==== Document extract ====
Samsung moves further into 3D for denser flash

By Chris Edwards |  No Comments  |  Posted: June 16, 2021
Topics/Categories: Blog - EDA  |  Tags: , , , , ,  | Organizations:

Samsung described at VLSI Symposia this week how the company aims to implement its double-stack flash memory technology to push the number of layers in these devices to more than a hundred. In doing so, the company has identified ways to scale down device dimensions for further capacity gains.

Jun Hyoung Kim, senior engineer at Samsung, said the problem for conventional vertical-string flash structures is they are reaching the limit of what etch and deposition technologies can cope with. “It was necessary to prepare an infrastructure that would allow a next-generation device,” he said.
====
To do ::
Reproduce the portion of the Samsung 3D flash article that begins at the words "By Chris Edwards |  No" and ends after "further capacity gains.". Base every response solely on the article above, without drawing on any outside source.
==== Information provided ====
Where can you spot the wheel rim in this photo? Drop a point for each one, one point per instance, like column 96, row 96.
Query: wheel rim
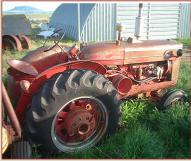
column 179, row 101
column 79, row 124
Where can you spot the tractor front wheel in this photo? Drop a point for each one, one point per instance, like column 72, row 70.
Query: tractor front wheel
column 73, row 111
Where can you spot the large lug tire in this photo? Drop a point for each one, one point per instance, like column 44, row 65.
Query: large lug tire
column 73, row 111
column 174, row 96
column 21, row 150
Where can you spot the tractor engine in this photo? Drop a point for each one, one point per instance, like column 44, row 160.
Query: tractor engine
column 137, row 67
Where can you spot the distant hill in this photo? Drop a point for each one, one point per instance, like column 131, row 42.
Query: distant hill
column 24, row 10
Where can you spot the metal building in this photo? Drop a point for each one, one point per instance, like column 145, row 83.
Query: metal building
column 96, row 21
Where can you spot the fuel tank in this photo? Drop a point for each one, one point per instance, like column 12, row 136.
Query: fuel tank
column 130, row 53
column 106, row 53
column 42, row 59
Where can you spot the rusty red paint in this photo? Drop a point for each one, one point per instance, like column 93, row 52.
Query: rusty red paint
column 25, row 41
column 11, row 113
column 14, row 40
column 120, row 63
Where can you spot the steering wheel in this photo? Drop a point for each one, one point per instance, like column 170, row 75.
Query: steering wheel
column 56, row 43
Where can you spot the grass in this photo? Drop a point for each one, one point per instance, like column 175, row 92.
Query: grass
column 144, row 132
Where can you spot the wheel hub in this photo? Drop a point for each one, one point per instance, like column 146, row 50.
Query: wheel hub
column 79, row 122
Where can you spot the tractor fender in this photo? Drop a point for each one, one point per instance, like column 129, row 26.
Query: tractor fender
column 80, row 64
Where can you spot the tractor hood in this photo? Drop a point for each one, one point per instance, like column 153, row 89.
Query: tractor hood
column 127, row 53
column 106, row 53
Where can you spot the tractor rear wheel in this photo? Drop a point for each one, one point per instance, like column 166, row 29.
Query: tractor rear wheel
column 73, row 111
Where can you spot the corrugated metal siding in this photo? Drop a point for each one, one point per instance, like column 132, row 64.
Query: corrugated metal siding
column 66, row 17
column 160, row 20
column 97, row 21
column 185, row 21
column 100, row 24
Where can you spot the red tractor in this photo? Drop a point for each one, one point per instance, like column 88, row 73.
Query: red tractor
column 69, row 99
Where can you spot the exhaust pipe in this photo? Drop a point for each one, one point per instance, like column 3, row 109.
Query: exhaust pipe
column 139, row 23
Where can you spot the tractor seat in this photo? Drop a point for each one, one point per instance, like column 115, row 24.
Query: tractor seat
column 23, row 67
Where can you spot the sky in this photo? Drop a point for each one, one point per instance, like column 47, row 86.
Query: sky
column 47, row 6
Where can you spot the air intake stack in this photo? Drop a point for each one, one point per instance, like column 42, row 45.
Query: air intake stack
column 139, row 23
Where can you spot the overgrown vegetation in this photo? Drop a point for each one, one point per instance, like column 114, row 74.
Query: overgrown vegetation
column 144, row 133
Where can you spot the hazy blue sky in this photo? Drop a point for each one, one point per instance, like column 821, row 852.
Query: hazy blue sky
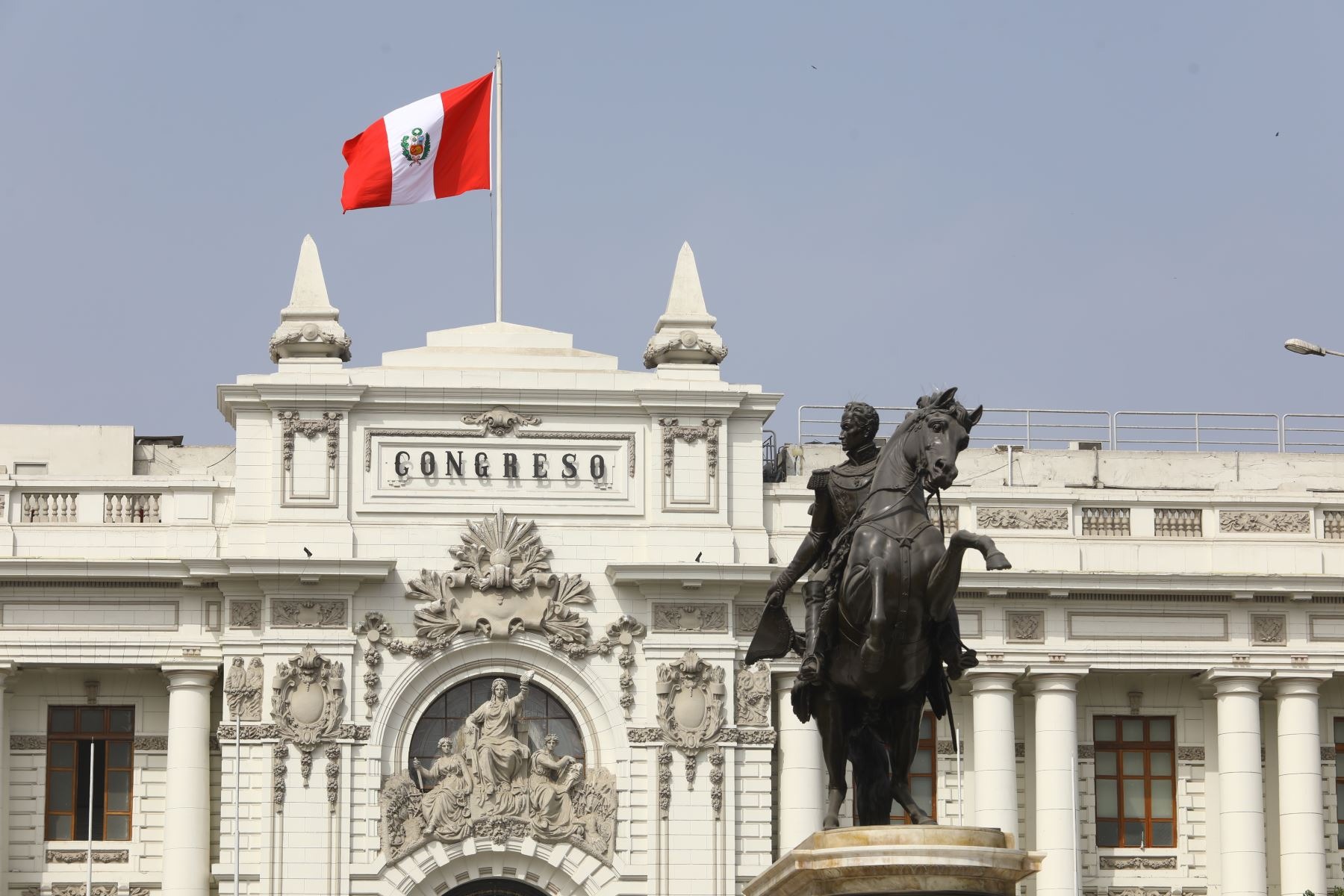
column 1051, row 205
====
Answer to this task ::
By Chris Edwards |  No Comments  |  Posted: June 16, 2021
Topics/Categories: Blog - EDA  |  Tags: , , , , ,  | Organizations:

Samsung described at VLSI Symposia this week how the company aims to implement its double-stack flash memory technology to push the number of layers in these devices to more than a hundred. In doing so, the company has identified ways to scale down device dimensions for further capacity gains.